____ Dataset excerpts

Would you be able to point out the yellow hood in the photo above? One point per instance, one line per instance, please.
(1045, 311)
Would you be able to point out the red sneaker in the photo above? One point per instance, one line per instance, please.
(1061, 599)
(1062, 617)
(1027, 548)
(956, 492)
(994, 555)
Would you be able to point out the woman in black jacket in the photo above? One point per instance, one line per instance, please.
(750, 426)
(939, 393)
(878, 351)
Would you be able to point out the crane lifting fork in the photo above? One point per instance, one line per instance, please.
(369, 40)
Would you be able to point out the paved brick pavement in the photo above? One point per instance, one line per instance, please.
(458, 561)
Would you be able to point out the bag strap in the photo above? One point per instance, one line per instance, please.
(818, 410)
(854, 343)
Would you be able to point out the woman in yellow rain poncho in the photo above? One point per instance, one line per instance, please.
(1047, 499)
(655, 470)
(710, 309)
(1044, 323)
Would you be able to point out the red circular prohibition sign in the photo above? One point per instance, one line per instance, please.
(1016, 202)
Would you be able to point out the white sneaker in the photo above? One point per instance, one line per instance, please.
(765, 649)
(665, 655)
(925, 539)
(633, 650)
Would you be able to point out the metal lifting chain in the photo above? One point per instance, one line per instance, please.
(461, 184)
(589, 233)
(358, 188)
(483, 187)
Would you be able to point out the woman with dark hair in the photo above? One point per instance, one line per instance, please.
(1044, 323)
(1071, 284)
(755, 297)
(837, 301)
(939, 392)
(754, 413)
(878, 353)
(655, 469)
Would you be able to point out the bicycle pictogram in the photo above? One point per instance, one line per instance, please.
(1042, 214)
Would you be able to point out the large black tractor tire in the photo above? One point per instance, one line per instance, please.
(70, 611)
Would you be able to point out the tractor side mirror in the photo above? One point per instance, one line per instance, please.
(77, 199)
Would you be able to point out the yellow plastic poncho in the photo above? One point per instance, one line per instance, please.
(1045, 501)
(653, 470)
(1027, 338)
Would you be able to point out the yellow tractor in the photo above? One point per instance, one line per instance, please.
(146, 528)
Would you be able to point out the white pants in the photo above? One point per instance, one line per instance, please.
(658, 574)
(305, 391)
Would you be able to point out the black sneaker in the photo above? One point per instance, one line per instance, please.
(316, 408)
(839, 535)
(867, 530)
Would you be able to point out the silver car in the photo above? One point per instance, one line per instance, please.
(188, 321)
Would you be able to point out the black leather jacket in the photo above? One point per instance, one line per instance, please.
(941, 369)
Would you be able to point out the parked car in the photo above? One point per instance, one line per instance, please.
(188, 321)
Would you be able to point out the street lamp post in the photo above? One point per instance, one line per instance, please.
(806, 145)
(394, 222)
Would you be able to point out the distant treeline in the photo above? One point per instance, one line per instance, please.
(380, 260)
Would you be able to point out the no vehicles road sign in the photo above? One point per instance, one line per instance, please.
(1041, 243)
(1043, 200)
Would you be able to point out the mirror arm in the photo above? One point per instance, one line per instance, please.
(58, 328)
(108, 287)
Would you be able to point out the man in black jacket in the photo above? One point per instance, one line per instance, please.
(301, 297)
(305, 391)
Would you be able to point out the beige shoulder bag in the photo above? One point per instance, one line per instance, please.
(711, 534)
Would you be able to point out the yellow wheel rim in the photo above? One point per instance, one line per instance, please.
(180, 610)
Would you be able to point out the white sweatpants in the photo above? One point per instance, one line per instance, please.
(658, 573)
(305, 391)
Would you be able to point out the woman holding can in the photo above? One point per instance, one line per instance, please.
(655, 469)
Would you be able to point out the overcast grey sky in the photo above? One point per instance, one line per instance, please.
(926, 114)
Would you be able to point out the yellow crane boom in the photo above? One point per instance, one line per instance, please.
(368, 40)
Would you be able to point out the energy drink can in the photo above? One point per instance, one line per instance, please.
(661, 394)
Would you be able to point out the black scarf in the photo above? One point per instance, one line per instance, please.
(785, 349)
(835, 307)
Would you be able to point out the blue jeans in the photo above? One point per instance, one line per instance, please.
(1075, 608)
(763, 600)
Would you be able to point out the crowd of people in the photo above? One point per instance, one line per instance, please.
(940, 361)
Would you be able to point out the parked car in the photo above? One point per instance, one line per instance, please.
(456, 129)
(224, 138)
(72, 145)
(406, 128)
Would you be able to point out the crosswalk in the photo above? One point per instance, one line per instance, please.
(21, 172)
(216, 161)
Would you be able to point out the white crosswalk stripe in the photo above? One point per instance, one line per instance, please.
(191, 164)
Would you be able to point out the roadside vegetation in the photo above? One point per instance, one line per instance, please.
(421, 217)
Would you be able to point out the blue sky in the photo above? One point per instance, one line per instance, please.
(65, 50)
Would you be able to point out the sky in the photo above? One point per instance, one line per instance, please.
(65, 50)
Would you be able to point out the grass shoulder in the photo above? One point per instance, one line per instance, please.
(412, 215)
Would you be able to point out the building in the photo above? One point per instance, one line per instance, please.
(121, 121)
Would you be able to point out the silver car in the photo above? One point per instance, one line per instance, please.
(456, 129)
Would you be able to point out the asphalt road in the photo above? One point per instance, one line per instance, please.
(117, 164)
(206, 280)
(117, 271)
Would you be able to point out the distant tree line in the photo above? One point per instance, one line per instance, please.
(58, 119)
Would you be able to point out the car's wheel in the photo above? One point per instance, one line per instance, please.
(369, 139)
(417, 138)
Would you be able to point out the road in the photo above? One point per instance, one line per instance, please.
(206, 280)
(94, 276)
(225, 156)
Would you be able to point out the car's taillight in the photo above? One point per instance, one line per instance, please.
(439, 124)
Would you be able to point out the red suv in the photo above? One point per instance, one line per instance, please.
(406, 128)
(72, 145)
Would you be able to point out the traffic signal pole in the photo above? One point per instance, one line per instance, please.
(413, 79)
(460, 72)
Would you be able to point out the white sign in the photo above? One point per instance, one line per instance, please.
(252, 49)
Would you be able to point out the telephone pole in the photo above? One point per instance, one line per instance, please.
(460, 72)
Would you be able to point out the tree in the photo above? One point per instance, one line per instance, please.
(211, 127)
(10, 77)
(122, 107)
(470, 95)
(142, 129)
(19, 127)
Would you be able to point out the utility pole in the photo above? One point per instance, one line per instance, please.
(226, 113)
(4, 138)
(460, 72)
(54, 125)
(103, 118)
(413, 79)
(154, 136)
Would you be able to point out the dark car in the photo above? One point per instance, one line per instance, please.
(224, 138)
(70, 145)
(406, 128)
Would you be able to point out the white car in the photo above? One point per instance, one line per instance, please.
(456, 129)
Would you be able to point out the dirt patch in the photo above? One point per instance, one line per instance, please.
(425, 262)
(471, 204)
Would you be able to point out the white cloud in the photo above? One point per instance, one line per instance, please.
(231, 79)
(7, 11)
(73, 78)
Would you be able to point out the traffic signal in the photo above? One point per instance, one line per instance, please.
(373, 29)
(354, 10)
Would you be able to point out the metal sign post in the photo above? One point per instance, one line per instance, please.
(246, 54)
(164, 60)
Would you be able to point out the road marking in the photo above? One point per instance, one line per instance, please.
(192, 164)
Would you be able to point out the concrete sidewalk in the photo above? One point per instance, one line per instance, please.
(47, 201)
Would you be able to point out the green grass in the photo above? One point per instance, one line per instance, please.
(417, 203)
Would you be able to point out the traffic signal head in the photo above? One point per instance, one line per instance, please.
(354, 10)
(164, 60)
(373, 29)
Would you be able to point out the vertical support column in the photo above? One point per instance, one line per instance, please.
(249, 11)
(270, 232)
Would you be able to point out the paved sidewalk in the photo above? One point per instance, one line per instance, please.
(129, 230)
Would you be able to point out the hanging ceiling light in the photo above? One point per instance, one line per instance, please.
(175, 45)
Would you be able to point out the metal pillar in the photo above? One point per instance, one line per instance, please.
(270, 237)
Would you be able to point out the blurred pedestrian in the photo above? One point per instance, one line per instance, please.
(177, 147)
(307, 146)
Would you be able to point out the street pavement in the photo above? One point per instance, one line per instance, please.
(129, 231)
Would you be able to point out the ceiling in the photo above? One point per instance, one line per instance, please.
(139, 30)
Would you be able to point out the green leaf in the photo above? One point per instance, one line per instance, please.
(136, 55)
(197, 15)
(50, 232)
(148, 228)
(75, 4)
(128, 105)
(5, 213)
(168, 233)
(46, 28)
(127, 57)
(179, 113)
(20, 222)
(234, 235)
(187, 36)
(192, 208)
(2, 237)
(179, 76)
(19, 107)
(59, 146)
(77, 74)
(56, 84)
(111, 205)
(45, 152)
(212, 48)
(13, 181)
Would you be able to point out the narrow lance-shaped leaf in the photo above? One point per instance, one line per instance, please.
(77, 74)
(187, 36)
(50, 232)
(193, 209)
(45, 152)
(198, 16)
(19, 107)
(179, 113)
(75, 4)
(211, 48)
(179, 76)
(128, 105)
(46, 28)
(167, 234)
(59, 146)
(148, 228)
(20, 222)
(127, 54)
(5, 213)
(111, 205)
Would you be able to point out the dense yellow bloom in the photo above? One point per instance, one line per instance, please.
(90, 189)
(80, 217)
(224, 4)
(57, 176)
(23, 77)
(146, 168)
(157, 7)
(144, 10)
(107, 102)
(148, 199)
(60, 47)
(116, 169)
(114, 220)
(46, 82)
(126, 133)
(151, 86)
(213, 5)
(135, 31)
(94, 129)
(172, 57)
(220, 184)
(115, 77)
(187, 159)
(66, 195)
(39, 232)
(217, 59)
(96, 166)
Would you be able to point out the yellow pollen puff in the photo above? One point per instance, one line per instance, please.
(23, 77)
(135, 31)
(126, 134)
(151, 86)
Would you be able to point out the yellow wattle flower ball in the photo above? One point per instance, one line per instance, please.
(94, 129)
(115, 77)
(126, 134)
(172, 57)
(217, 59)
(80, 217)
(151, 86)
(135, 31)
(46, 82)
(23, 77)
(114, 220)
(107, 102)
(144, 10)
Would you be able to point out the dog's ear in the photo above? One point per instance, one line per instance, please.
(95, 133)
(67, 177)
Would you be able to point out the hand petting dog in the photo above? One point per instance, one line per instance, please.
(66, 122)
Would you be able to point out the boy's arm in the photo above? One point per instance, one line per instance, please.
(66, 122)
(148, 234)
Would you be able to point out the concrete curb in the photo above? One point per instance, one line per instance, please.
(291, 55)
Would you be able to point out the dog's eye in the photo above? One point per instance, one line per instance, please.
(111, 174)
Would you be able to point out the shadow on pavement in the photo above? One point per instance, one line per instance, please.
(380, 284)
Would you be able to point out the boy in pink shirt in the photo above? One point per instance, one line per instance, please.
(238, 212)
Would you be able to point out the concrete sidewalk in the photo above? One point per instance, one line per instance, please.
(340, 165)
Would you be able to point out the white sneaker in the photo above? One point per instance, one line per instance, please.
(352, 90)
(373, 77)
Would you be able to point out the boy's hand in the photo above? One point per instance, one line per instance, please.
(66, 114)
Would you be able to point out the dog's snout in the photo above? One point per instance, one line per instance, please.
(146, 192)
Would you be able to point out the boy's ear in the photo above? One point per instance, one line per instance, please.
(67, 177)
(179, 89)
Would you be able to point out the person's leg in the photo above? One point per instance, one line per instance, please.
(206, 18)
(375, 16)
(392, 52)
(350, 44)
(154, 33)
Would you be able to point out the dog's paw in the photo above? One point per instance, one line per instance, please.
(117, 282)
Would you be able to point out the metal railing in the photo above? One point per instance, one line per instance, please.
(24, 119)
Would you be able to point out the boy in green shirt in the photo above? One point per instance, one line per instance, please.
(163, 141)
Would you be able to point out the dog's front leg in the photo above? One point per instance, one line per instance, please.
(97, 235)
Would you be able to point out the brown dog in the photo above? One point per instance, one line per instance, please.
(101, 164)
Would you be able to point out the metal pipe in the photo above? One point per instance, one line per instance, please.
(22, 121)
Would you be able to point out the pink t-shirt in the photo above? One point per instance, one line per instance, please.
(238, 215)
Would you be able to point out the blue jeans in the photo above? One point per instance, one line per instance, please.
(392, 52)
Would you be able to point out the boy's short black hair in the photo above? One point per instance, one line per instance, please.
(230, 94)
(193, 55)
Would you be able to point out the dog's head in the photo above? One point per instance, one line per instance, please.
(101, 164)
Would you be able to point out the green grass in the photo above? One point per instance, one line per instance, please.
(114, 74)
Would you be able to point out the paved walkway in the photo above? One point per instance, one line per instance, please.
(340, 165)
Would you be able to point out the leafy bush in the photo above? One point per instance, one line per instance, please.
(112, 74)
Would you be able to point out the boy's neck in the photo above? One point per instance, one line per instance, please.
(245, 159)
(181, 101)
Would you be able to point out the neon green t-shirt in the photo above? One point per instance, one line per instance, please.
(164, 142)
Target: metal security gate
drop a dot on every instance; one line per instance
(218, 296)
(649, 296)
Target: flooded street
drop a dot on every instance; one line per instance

________

→ **Exercise goal**:
Scan the lines above, and whenever one holds the string "Target", copy it.

→ **Answer to this task**:
Target: metal security gate
Target: flooded street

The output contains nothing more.